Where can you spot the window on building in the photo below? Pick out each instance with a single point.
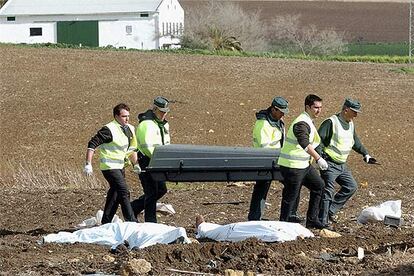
(35, 31)
(128, 29)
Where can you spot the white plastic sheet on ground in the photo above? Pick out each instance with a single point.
(267, 231)
(138, 235)
(377, 213)
(163, 208)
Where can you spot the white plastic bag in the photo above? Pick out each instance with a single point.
(377, 213)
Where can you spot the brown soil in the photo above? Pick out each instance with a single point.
(54, 100)
(384, 21)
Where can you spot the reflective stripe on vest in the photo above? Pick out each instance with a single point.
(113, 154)
(149, 136)
(292, 155)
(341, 142)
(266, 136)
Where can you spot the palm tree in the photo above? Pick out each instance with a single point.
(220, 41)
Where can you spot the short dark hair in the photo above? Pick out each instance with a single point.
(119, 107)
(311, 99)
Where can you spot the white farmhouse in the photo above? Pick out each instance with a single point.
(139, 24)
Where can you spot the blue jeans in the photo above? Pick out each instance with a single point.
(118, 194)
(333, 202)
(293, 180)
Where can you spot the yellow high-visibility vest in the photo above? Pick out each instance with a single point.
(341, 142)
(114, 154)
(292, 155)
(266, 136)
(150, 135)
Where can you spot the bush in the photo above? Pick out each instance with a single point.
(217, 24)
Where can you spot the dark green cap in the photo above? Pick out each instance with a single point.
(281, 104)
(162, 104)
(353, 105)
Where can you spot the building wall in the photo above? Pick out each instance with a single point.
(171, 23)
(112, 29)
(20, 33)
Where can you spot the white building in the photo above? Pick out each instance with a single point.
(139, 24)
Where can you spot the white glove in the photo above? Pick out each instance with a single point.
(88, 169)
(136, 169)
(323, 165)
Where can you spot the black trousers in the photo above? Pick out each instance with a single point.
(153, 191)
(118, 193)
(258, 200)
(293, 181)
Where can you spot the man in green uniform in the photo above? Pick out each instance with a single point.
(116, 142)
(295, 161)
(338, 138)
(268, 132)
(152, 131)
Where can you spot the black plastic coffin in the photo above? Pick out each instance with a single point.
(198, 163)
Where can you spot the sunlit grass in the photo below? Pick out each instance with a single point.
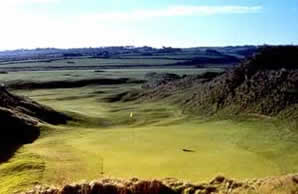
(107, 141)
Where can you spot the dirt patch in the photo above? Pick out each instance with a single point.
(219, 185)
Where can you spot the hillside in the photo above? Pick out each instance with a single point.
(266, 84)
(219, 185)
(20, 118)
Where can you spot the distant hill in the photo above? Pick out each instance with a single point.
(205, 55)
(265, 84)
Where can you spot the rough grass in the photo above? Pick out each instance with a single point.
(22, 171)
(106, 141)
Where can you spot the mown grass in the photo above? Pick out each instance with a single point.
(106, 141)
(59, 75)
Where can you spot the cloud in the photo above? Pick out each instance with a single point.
(5, 3)
(27, 29)
(176, 11)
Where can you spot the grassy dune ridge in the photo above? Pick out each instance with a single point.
(105, 141)
(146, 139)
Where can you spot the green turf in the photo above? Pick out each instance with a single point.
(91, 74)
(108, 142)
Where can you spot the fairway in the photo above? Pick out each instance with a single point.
(107, 141)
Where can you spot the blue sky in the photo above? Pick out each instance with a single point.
(177, 23)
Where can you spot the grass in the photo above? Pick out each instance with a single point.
(108, 142)
(90, 74)
(93, 62)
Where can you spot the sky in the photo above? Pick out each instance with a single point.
(157, 23)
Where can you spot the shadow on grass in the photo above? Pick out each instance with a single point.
(7, 151)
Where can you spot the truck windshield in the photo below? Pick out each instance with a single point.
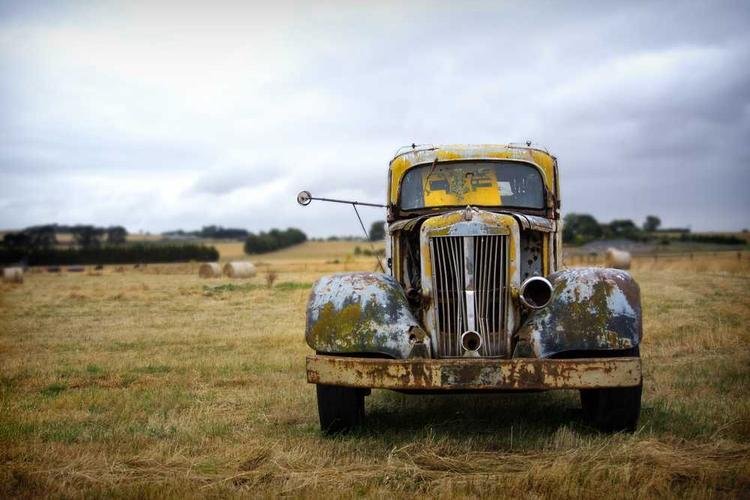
(482, 183)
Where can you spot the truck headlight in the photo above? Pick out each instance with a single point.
(536, 292)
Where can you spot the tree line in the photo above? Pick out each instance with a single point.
(275, 239)
(109, 254)
(45, 237)
(39, 246)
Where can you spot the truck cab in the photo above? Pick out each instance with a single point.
(474, 296)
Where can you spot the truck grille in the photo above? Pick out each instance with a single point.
(469, 291)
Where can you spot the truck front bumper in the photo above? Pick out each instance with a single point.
(474, 373)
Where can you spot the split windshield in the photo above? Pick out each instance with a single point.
(481, 183)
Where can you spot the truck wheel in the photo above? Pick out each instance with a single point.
(612, 409)
(340, 409)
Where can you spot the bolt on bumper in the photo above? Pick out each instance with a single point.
(474, 373)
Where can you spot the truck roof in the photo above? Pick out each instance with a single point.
(409, 157)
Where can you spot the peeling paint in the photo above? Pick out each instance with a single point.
(591, 309)
(474, 373)
(360, 313)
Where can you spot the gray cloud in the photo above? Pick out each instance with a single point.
(161, 117)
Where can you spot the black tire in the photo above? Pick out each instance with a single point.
(340, 409)
(612, 409)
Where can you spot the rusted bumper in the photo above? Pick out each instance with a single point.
(474, 374)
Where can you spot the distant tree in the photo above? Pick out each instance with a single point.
(275, 239)
(219, 232)
(580, 228)
(19, 240)
(117, 235)
(41, 237)
(32, 238)
(87, 236)
(651, 223)
(377, 231)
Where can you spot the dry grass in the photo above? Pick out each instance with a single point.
(152, 383)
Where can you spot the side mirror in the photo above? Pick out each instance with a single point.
(304, 198)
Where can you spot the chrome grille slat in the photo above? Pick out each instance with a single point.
(486, 283)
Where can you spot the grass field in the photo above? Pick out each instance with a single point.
(152, 383)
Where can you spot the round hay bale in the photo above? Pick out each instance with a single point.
(209, 270)
(13, 275)
(618, 259)
(239, 269)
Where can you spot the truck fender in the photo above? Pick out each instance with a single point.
(591, 309)
(362, 313)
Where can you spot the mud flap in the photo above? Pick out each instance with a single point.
(362, 313)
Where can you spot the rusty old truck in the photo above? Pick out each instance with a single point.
(474, 295)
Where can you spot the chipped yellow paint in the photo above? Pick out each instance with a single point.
(464, 193)
(406, 161)
(483, 222)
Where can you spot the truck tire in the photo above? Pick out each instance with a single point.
(340, 409)
(612, 409)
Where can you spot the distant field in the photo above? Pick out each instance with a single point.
(151, 383)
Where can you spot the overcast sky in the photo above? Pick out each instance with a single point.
(165, 115)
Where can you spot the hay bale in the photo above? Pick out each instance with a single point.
(618, 259)
(209, 270)
(239, 269)
(13, 275)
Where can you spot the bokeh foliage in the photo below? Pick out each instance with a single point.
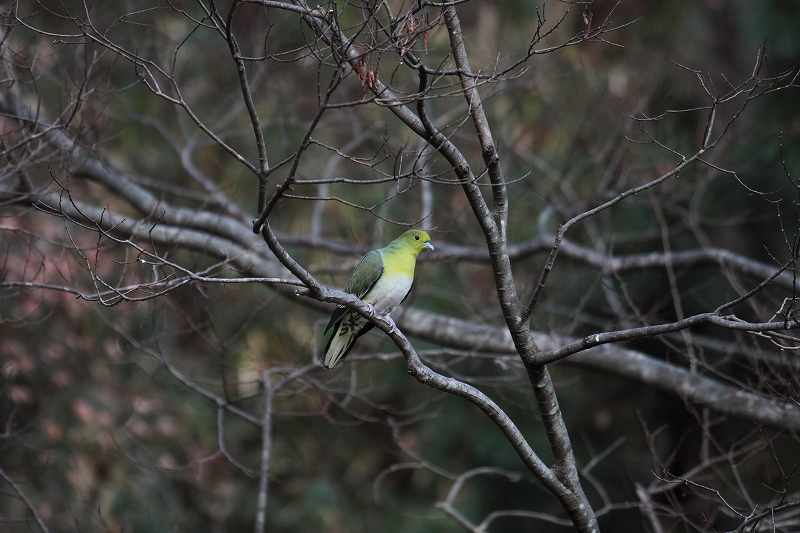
(106, 440)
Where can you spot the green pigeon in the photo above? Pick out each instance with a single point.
(382, 280)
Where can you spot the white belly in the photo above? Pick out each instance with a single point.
(388, 292)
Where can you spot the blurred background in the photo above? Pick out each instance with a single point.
(102, 438)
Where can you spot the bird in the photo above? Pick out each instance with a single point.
(382, 280)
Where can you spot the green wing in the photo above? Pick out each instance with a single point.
(366, 273)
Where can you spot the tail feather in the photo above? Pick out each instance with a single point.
(345, 333)
(339, 345)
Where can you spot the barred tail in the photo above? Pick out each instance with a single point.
(339, 345)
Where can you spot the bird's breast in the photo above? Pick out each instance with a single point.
(388, 292)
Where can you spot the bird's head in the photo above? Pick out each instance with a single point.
(415, 239)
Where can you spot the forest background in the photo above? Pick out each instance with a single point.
(140, 393)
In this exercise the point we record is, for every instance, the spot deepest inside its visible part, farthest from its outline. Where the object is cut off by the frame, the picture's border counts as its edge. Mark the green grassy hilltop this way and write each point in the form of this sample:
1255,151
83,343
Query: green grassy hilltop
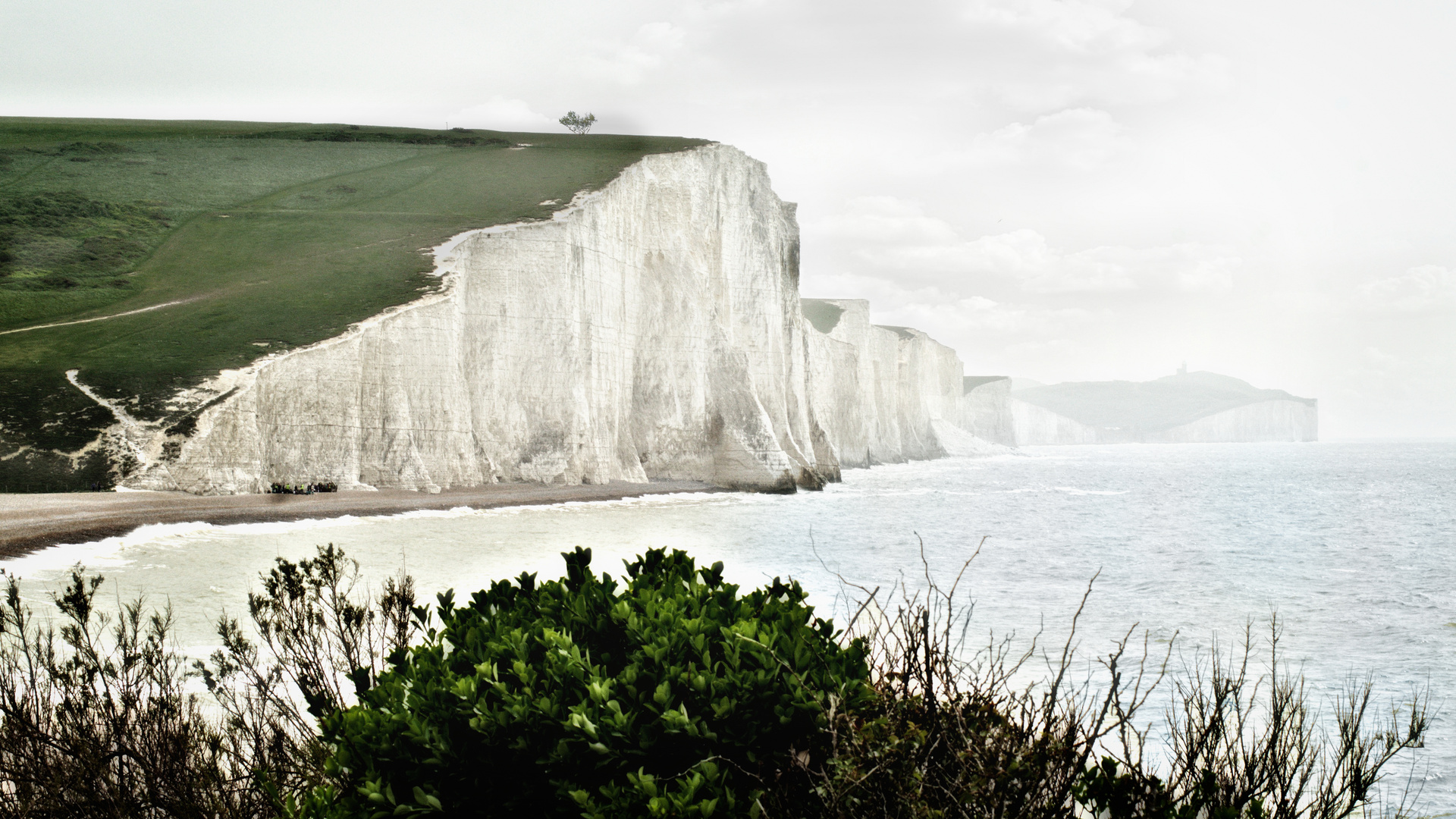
204,245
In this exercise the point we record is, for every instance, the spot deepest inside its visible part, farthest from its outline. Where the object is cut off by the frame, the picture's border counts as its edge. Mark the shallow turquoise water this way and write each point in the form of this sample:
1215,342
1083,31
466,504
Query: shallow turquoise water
1350,542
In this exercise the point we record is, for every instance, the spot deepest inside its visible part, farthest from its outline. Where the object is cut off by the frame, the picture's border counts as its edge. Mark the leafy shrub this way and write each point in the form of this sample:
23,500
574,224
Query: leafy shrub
669,697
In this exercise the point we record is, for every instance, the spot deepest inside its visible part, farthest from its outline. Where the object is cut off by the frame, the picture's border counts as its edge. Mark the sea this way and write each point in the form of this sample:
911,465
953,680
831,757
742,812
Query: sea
1348,544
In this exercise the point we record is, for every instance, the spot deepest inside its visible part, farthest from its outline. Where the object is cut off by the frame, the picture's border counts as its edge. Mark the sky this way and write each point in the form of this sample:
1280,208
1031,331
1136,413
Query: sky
1060,190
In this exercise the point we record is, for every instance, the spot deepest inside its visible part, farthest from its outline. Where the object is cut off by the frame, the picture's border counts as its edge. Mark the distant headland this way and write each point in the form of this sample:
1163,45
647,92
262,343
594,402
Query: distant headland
1197,407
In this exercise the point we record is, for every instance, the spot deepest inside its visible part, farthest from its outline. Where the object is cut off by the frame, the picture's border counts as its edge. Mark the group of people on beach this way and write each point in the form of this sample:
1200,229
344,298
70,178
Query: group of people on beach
302,488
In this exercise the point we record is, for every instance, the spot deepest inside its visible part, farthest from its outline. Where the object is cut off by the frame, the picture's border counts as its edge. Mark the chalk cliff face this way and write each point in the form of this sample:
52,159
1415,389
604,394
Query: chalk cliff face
1040,426
1263,422
884,394
986,410
650,333
1187,407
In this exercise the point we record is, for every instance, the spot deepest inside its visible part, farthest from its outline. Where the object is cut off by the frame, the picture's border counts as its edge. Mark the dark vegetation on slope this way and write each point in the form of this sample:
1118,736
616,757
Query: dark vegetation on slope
267,235
1152,406
823,314
667,694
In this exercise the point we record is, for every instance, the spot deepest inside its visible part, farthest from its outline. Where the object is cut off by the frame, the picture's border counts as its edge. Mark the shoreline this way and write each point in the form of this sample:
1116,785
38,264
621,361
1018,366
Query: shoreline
34,522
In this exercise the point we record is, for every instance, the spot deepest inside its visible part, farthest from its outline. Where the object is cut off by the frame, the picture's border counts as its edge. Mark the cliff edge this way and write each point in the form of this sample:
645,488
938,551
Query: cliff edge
650,331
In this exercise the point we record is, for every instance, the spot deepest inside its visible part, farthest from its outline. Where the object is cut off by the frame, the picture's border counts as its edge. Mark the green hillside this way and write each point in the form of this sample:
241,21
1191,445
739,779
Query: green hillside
242,238
1153,406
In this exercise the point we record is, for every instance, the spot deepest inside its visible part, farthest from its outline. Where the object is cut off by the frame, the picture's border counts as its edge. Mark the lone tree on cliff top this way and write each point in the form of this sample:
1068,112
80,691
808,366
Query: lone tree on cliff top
579,124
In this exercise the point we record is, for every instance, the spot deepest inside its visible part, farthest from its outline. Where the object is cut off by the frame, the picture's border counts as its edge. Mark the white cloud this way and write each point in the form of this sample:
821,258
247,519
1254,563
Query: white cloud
893,235
935,309
1076,137
1417,290
503,114
629,63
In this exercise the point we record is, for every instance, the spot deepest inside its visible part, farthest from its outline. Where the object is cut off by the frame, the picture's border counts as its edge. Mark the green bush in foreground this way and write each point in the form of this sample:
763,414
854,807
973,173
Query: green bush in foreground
669,697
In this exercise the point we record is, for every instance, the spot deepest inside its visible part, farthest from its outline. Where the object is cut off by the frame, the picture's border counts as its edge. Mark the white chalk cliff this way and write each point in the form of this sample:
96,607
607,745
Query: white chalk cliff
653,330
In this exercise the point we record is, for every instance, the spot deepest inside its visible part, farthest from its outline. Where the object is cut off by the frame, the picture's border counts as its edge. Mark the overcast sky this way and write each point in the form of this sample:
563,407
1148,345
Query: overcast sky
1062,190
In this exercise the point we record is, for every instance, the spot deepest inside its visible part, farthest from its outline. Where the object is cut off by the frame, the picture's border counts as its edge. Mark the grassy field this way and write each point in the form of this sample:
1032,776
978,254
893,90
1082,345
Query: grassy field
267,235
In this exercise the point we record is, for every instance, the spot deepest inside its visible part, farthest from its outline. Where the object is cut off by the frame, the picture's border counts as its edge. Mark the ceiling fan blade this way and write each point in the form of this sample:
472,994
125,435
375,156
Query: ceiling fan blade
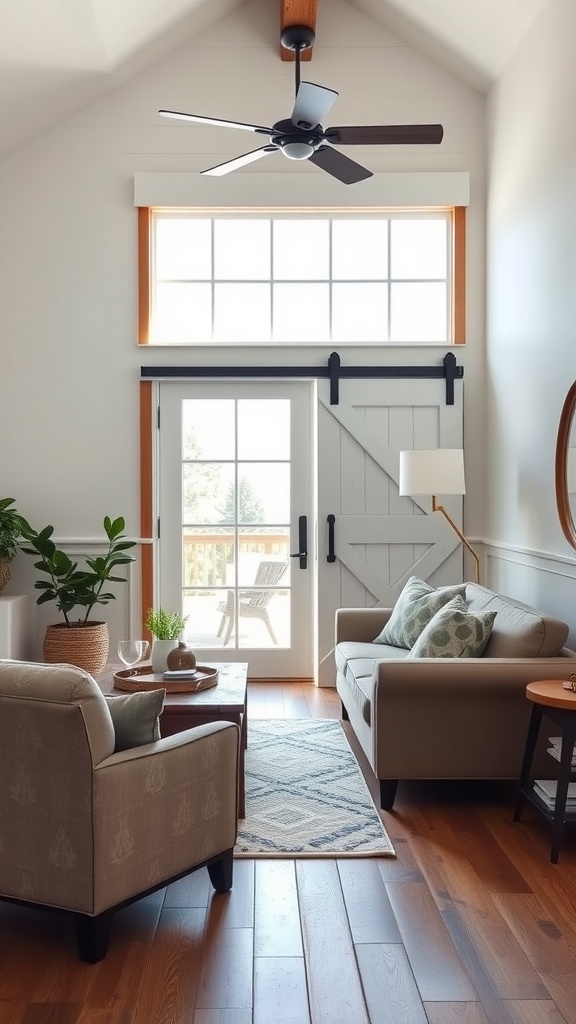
233,165
313,103
214,121
339,166
385,135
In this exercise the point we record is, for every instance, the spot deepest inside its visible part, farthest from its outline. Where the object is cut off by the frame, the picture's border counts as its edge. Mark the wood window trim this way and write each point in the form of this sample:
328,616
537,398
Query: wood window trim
147,509
458,312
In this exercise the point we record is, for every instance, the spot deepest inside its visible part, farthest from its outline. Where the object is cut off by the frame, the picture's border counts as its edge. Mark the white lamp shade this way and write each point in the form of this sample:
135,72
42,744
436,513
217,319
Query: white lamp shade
432,471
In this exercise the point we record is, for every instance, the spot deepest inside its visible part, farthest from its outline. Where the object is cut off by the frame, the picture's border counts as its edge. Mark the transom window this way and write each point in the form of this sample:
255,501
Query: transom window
264,278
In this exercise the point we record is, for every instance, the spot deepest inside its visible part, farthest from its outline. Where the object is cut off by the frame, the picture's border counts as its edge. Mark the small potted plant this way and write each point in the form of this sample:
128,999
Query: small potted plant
166,628
83,641
11,526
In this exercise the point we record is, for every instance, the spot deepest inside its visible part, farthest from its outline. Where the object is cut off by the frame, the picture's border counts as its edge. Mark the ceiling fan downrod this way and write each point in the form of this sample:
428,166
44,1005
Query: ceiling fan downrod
297,38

WHAT THE TASK REQUIRES:
Write out exactly each line of the entries, starting at the one containing "Query: white lamp shade" and finishing with the last line.

PROBLEM SOLUTION:
Query: white lamp shade
432,471
In this exercise the point we record is, for every instance, the spot deepest inside its visible part, farthest from its outline. Where the object is cut off by the frame, the picture's border counts as its edge. Mark the transom window this way and write each point in the form of this sample:
255,501
Query: transom window
264,278
In this exercise the point we record is, for every instance, the spot deepest inside its visible part, farthest from its outline. Where the object is cut off by the frame, the picture's border counts as its edge. Mark the small potted plant this way and write each point in the form of this sample:
128,999
Query: small potted plant
166,628
83,641
11,526
In this exercise the point we record is, for every instance, the spot deepest inside its visible part, farthest from its outline. Where the object is cut off by the frame, the picture's border counts as its edge. Mark the ceiling fan downrod this way and write each point in the form of this sample:
428,166
44,1005
Query: ceiling fan downrod
297,38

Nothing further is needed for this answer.